> _What you need to do_
Output each line of the material exactly as it stands.

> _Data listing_
======

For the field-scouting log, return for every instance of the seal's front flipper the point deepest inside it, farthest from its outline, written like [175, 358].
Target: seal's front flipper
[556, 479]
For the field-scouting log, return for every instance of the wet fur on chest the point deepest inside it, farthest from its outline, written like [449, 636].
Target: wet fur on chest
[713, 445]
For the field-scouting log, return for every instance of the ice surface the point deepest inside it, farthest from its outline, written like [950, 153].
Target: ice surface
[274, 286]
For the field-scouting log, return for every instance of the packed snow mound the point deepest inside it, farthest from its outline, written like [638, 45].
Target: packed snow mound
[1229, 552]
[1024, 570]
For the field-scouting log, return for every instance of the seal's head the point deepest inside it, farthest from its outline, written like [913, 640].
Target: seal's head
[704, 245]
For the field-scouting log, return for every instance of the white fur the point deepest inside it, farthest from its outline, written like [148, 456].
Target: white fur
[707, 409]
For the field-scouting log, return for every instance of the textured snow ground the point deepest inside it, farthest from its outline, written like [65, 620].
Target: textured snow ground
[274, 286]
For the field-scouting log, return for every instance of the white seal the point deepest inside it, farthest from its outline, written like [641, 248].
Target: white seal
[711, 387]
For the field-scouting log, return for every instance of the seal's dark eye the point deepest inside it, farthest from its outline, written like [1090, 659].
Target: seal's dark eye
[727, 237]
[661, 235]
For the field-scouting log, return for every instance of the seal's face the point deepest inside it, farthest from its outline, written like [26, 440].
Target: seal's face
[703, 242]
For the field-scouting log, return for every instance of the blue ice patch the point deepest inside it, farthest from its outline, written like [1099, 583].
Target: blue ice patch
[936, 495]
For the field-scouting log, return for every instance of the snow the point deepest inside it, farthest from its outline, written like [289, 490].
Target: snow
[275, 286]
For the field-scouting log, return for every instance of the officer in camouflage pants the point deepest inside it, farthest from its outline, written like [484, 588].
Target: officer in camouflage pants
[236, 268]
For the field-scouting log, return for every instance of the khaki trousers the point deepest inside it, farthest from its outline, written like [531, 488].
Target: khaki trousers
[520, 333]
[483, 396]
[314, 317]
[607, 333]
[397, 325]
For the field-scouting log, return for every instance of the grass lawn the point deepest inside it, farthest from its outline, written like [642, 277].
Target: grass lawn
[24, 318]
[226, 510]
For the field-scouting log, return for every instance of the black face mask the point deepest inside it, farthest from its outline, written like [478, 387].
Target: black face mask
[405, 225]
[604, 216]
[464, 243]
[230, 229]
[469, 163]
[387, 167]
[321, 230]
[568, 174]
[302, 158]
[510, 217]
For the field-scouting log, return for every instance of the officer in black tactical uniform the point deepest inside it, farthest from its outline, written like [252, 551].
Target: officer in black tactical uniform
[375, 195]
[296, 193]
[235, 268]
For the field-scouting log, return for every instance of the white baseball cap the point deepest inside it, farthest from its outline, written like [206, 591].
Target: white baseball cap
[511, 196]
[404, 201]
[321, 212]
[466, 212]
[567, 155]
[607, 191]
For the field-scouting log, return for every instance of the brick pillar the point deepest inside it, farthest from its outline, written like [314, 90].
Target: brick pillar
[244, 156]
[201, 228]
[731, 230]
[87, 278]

======

> _Output below_
For the field-scouting log, return for every instance of the seal's front flipper the point deepest inside it, farthest from its outline, written like [175, 358].
Target: seal's front flipper
[556, 479]
For the field-scouting log, return for every instance of the wet fur on chest the point deepest inside it, farthest from its outline, written like [449, 636].
Target: wet fur on chest
[713, 445]
For the field-scouting log, return for every instance of the ice surface the point deepest inside it, farthest from its outline, written like [950, 153].
Target: ice surface
[274, 286]
For the field-scouting log, return for every instance of the packed snow mound the point deepest inside it, farthest from its outline, written like [638, 45].
Target: packed snow mound
[1229, 552]
[1024, 570]
For the field-scouting log, return for every instance of the seal's head the point deepest inside it, farthest from its outline, written like [913, 640].
Target: seal's head
[704, 245]
For the field-scouting log, return for every instance of the white fur the point deepest inside it, farthest from its outline, written like [148, 456].
Target: white fur
[707, 409]
For the field-scouting log, return for every instance of the textured snow ground the point deepest inside it, farthest from its outline, written like [65, 620].
Target: textured snow ground
[274, 286]
For the field-scouting log, return for every instance of the white seal the point deepest inside it, farthest from its outline, written like [641, 248].
Target: white seal
[711, 387]
For the field-scouting log, return for every instance of the seal's dark eye the point deepest inside it, farthest from its outline, written like [1090, 659].
Target: seal's dark eye
[727, 237]
[661, 235]
For the field-scouting log, return for every instance of the seal's face the point deepest inside it, farthest from its outline, written like [26, 440].
Target: seal's face
[703, 242]
For the field-scouting log, return for every instance of the blue ice patch the point deepest inside it, farthest from its outline, written like [1099, 583].
Target: blue ice patch
[936, 495]
For the field-scouting log, return for every instance of the snow the point deepest inside it, farthest from its outline, written like [289, 490].
Target: snow
[275, 286]
For the field-scouting log, return for every instance of the officer in camouflage pants the point deepest inside it, farthest from its outline, written like [484, 588].
Target: officer in camouflage pants
[236, 268]
For the field-scouting log, return for every instance of the khaki trousers the point deepest inside it, farthest from its outline, written like [531, 488].
Target: khaki trousers
[520, 333]
[483, 396]
[314, 317]
[607, 333]
[397, 325]
For the field-scouting log, return for every instance of the grass lawn the point deepest inside it, farthest from its outline, written like [642, 277].
Target: grass lawn
[24, 318]
[226, 510]
For the field-scouting log, return for every instance of the black face mask the point deepest inside it, farthest from its outline, written like [478, 387].
Target: black face mask
[405, 225]
[604, 216]
[464, 243]
[230, 229]
[469, 163]
[387, 167]
[321, 230]
[568, 174]
[302, 158]
[510, 217]
For the field-scouting log, return for every instance of the officer in black tactical uniform the point deepest inside it, farthest from its outline, written like [252, 551].
Target: officer in black tactical uniform
[375, 195]
[296, 193]
[235, 268]
For the field-scouting log, return for every instance of the white baseball cap the point deepest inside it, farthest from its outline, written like [206, 591].
Target: white baseball cap
[511, 196]
[404, 201]
[321, 212]
[466, 212]
[567, 155]
[607, 191]
For the field-scouting log, return for every instance of the brick pillar the point deepest inside it, farthest from its outline, written like [314, 90].
Target: brick pillar
[244, 156]
[201, 228]
[731, 230]
[87, 278]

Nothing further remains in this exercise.